(Records shown)
---

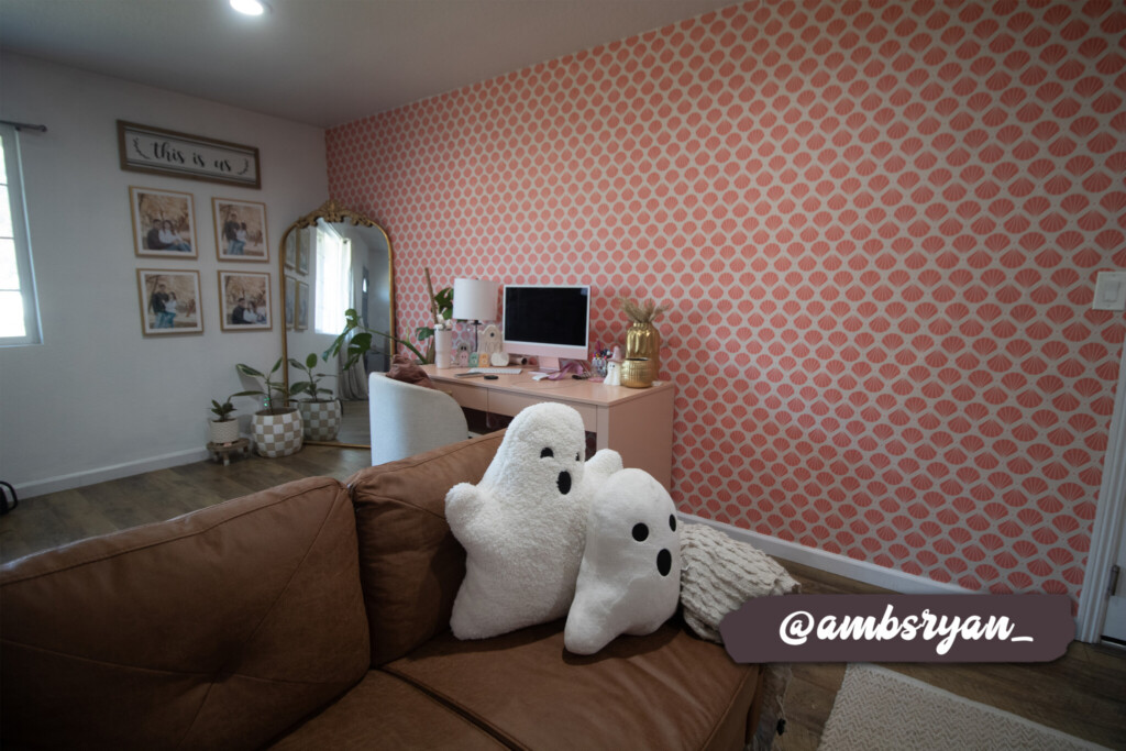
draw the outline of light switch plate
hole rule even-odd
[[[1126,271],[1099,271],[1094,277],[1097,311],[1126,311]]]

---

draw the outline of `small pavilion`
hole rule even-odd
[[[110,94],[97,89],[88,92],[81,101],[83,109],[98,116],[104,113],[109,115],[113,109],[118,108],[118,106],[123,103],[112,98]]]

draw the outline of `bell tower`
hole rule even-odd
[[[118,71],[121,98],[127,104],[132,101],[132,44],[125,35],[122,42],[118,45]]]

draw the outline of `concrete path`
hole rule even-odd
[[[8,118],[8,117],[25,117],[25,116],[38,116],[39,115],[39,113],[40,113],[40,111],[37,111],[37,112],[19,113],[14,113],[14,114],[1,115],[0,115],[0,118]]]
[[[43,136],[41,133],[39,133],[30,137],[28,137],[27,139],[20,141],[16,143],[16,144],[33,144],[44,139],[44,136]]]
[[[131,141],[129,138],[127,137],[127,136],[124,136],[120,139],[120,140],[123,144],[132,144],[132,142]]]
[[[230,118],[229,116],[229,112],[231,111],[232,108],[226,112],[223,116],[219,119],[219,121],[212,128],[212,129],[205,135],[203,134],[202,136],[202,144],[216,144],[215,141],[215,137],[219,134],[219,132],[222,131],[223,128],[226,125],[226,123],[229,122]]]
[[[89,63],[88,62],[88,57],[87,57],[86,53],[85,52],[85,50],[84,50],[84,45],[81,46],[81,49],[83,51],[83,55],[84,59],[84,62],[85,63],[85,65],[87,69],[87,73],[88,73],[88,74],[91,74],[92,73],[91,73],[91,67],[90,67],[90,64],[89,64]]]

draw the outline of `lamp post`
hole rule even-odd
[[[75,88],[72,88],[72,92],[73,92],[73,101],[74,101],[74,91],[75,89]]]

---

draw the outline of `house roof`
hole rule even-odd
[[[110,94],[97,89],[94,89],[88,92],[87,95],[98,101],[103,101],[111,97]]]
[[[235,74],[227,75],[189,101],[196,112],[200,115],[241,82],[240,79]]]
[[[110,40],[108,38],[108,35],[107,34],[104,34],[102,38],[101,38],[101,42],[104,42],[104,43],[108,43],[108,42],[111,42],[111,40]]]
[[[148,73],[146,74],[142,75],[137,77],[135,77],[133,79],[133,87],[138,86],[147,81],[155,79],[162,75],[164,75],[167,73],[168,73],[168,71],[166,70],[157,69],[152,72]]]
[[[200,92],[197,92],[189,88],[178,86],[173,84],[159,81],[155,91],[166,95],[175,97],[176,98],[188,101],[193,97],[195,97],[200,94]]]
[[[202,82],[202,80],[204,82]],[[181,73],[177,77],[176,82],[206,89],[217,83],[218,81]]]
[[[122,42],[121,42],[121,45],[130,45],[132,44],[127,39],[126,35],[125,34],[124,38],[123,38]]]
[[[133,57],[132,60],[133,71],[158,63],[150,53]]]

---

(Exercise description) Please copy the listing lines from the one containing "draw the outline of light switch plate" through the one containing "[[[1126,271],[1099,271],[1094,277],[1097,311],[1126,311]]]", both included, exactly as they stand.

(Exercise solution)
draw the outline of light switch plate
hole rule even-odd
[[[1126,271],[1099,271],[1094,277],[1097,311],[1126,311]]]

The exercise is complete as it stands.